• Exercise brief: Transcribe each entry shown below with no difference from the original.
—————
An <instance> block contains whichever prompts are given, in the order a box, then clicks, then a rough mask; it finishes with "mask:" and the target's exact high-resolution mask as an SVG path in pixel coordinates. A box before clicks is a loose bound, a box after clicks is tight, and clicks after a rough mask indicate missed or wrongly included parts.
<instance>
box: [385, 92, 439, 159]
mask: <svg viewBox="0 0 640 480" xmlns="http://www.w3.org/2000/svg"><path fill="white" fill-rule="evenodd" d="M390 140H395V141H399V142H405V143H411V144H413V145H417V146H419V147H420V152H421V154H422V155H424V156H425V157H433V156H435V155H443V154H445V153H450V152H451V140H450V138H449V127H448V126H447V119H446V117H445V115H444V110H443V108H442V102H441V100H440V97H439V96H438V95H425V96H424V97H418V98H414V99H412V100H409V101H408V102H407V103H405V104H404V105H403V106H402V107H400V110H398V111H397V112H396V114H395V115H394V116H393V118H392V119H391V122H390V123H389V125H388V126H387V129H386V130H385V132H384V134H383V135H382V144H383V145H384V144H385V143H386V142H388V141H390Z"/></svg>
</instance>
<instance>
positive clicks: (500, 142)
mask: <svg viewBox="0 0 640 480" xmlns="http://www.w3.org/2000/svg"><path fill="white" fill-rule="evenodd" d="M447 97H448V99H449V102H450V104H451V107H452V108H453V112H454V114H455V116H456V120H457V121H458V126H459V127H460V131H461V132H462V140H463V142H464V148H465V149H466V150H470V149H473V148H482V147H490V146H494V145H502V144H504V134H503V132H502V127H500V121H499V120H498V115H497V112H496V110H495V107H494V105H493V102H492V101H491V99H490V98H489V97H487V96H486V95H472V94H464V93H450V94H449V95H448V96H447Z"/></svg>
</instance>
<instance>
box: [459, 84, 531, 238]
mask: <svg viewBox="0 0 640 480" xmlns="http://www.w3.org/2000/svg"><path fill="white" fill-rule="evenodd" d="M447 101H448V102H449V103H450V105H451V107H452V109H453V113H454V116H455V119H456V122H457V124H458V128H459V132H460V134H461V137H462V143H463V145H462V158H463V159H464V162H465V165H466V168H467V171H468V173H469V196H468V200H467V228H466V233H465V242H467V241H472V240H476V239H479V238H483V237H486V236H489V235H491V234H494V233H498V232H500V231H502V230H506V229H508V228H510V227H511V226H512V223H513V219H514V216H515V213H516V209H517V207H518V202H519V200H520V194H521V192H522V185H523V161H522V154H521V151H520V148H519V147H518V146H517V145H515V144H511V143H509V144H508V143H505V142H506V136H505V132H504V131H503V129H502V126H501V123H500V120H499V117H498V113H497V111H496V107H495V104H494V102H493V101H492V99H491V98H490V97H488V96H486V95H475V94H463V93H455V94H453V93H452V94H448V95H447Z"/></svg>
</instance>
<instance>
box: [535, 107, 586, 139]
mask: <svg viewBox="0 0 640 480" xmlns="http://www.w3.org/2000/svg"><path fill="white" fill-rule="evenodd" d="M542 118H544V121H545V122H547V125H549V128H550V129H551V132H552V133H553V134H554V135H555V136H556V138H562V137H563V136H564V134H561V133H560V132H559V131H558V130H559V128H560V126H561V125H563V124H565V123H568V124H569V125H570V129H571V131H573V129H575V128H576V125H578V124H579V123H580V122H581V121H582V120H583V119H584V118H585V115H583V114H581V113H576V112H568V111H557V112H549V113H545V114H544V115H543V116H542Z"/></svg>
—————
• Answer section:
An <instance> block contains whichever prompts are given, in the order a box, then clicks, then a rough mask; it finishes with "mask:" and the target's exact high-resolution mask as an SVG path in pixel coordinates. A box before clicks is a loose bound, a box after clicks is tight, and clicks after a rough mask indicate missed or wrongly included parts.
<instance>
box: [385, 92, 439, 159]
mask: <svg viewBox="0 0 640 480" xmlns="http://www.w3.org/2000/svg"><path fill="white" fill-rule="evenodd" d="M390 140H395V141H399V142H405V143H411V144H413V145H417V146H419V147H420V152H421V154H422V155H424V156H425V157H433V156H435V155H443V154H445V153H450V152H451V140H450V138H449V127H448V126H447V119H446V117H445V115H444V110H443V108H442V102H441V100H440V97H439V96H438V95H425V96H424V97H418V98H414V99H412V100H409V101H408V102H407V103H405V104H404V105H403V106H402V107H400V110H398V111H397V112H396V114H395V115H394V116H393V118H392V119H391V122H390V123H389V125H388V126H387V129H386V130H385V132H384V134H383V135H382V144H383V145H384V144H385V143H386V142H388V141H390Z"/></svg>
</instance>
<instance>
positive clicks: (500, 142)
mask: <svg viewBox="0 0 640 480" xmlns="http://www.w3.org/2000/svg"><path fill="white" fill-rule="evenodd" d="M447 97H448V99H449V102H450V104H451V107H452V108H453V112H454V114H455V116H456V120H457V121H458V126H459V127H460V131H461V132H462V140H463V142H464V148H465V149H466V150H470V149H473V148H482V147H490V146H494V145H502V144H504V134H503V132H502V127H500V121H499V120H498V115H497V112H496V110H495V107H494V105H493V102H492V101H491V99H490V98H489V97H487V96H486V95H472V94H464V93H450V94H449V95H448V96H447Z"/></svg>
</instance>
<instance>
box: [459, 84, 531, 238]
mask: <svg viewBox="0 0 640 480" xmlns="http://www.w3.org/2000/svg"><path fill="white" fill-rule="evenodd" d="M447 101H448V102H449V103H450V105H451V107H452V109H453V113H454V116H455V119H456V122H457V124H458V128H459V132H460V134H461V137H462V143H463V145H462V158H463V159H464V162H465V165H466V168H467V171H468V173H469V196H468V200H467V228H466V233H465V242H467V241H472V240H476V239H479V238H483V237H486V236H489V235H491V234H494V233H498V232H500V231H502V230H506V229H508V228H510V227H511V226H512V223H513V219H514V216H515V213H516V209H517V207H518V202H519V200H520V194H521V192H522V185H523V161H522V154H521V151H520V148H519V147H518V146H517V145H515V144H511V143H509V144H508V143H505V142H506V136H505V132H504V131H503V129H502V126H501V123H500V120H499V117H498V113H497V111H496V107H495V104H494V102H493V101H492V99H491V98H490V97H488V96H486V95H475V94H463V93H455V94H453V93H452V94H448V95H447Z"/></svg>
</instance>
<instance>
box: [535, 107, 586, 139]
mask: <svg viewBox="0 0 640 480" xmlns="http://www.w3.org/2000/svg"><path fill="white" fill-rule="evenodd" d="M542 118H544V121H545V122H547V125H549V128H550V129H551V132H552V133H553V134H554V135H555V136H556V138H562V137H563V136H564V134H561V133H560V132H559V131H558V130H559V128H560V126H561V125H563V124H565V123H568V124H569V125H570V129H571V131H573V129H575V128H576V125H578V124H579V123H580V122H581V121H582V120H583V119H584V118H585V115H583V114H581V113H576V112H568V111H557V112H549V113H545V114H544V115H543V116H542Z"/></svg>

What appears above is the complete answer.